EXCERPTED TEXT Block Start

The car park is as empty as on a Christmas Day. The canned music plays to an empty house. Only the supermarkets are still open and selling.
Those who kept their heads and refused to panic when the lockdown was announced may be pleased to know that the shelves for toilet paper are stacked and packed.
Somebody smart in supermarket planning foresaw the dark side of human nature and made sure demand would be met (at least in the immediate future at the Canberra Centre Aldi).
But mostly, in the normally bustling shopping core of Canberra, business is bleak.
"We are ready for customers, but there's no one around," Burak Kesmez says as he stands behind the counter at his phone stand.
"I am alone."
He says he is there because people need their phones, and he does repairs. It is an essential service.
Outside the centre, too, lone traders are lonely traders.
At the Fish Shack on Petrie Plaza, there is minimal demand.
The sit-down restaurant is closed, but takeaways are available - but with hardly any takers, fish-fryer Sujan Gurunz says.
The few shoppers in the Canberra Centre are there for the supermarkets. There is nothing like the crush of the day before.
Even though Canberra went through lock-down last year, people say they feel like this one is a new experience.
One public servant tells me that he is learning to juggle parenting three children and working from home.
He thought he would have to "reconfigure [his] work day", so he now does more of his day job at night.
He draws some comfort from the scarcity of people.
"The stores are very quiet, so I think Canberra will be successful in shutting it down this time," he says.
He believes the attitude of people in the ACT to lockdown is in marked contrast with that of those living in Sydney.
"We are a more law-abiding society," he opines.
Some store and restaurant keepers seem genuinely stunned by the lockdown - fearful, even.
They are not confident it will only last for a week.
One person is weepy, his voice cracking with emotion.
"It's really difficult," he says in a deserted cafe, which normally would be bustling on a Friday morning.
"Just when things are starting to get better ... then it's just one step forward and two steps back."
The trade association which speaks for the hospitality industry is putting a brave face on the prospect of a seven-day lockdown.
But it and the industry's countless waiters and baristas and servers will be watching the numbers - that is, the numbers of new cases of Covid, which will determine the number of dollars going into the tills and their bank accounts.

EXCERPTED TEXT Block End
PROVIDED RECORDS Block Start

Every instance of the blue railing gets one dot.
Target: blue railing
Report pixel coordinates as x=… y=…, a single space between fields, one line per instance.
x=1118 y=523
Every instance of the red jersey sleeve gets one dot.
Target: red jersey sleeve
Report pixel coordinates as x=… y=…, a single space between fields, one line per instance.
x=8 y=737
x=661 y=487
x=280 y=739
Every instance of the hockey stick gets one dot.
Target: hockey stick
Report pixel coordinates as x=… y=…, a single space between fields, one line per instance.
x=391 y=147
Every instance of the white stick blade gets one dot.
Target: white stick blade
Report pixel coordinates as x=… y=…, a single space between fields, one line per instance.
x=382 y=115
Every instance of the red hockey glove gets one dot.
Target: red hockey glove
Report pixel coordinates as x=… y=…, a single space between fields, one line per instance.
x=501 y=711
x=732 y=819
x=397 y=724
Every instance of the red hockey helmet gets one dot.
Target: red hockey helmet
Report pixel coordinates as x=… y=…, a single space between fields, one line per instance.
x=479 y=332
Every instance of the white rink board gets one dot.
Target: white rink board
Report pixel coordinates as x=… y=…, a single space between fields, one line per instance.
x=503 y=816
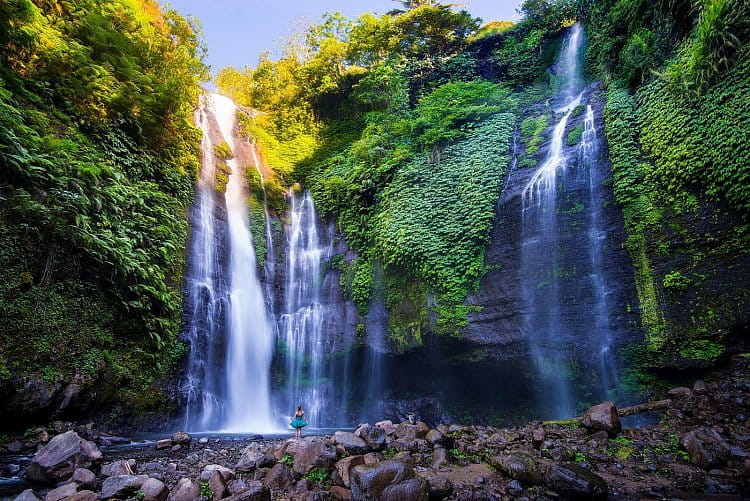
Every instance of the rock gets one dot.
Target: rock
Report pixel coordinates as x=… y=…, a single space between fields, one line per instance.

PROVIDED RECORDS Block End
PROVIDED RECORDS Block Start

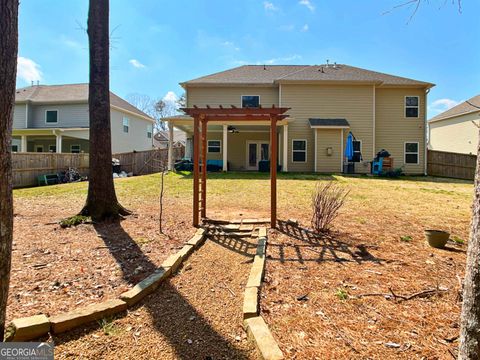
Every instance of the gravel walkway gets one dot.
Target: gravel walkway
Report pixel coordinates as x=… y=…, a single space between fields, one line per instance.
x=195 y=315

PROVIDED RECORDS Block End
PROVIDED RECORDS Block Start

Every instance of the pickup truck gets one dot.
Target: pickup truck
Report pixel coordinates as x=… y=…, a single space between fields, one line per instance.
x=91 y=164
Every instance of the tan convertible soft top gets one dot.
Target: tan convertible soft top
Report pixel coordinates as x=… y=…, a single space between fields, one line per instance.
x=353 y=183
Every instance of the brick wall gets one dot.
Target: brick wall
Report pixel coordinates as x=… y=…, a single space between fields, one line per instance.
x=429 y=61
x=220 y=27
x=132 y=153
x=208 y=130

PROVIDED RECORDS Block End

• _STUDY QUESTIONS_:
1. Answer the following questions using the Canberra lockdown text.
(a) Where does Burak Kesmez stand when he says there is no one around?
(b) At the Fish Shack on Petrie Plaza, what is still available while the sit-down restaurant is closed?
(c) How many children is the public servant parenting while working from home?
2. Set down the passage of the Canberra lockdown text starting at "Even though Canberra" and ending at "- fearful, even.", copying it word for word.

• _SOLUTIONS BY TASK_:
1.
(a) Behind the counter at his phone stand.
(b) Takeaways.
(c) Three.

2.
Even though Canberra went through lock-down last year, people say they feel like this one is a new experience.
One public servant tells me that he is learning to juggle parenting three children and working from home.
He thought he would have to "reconfigure [his] work day", so he now does more of his day job at night.
He draws some comfort from the scarcity of people.
"The stores are very quiet, so I think Canberra will be successful in shutting it down this time," he says.
He believes the attitude of people in the ACT to lockdown is in marked contrast with that of those living in Sydney.
"We are a more law-abiding society," he opines.
Some store and restaurant keepers seem genuinely stunned by the lockdown - fearful, even.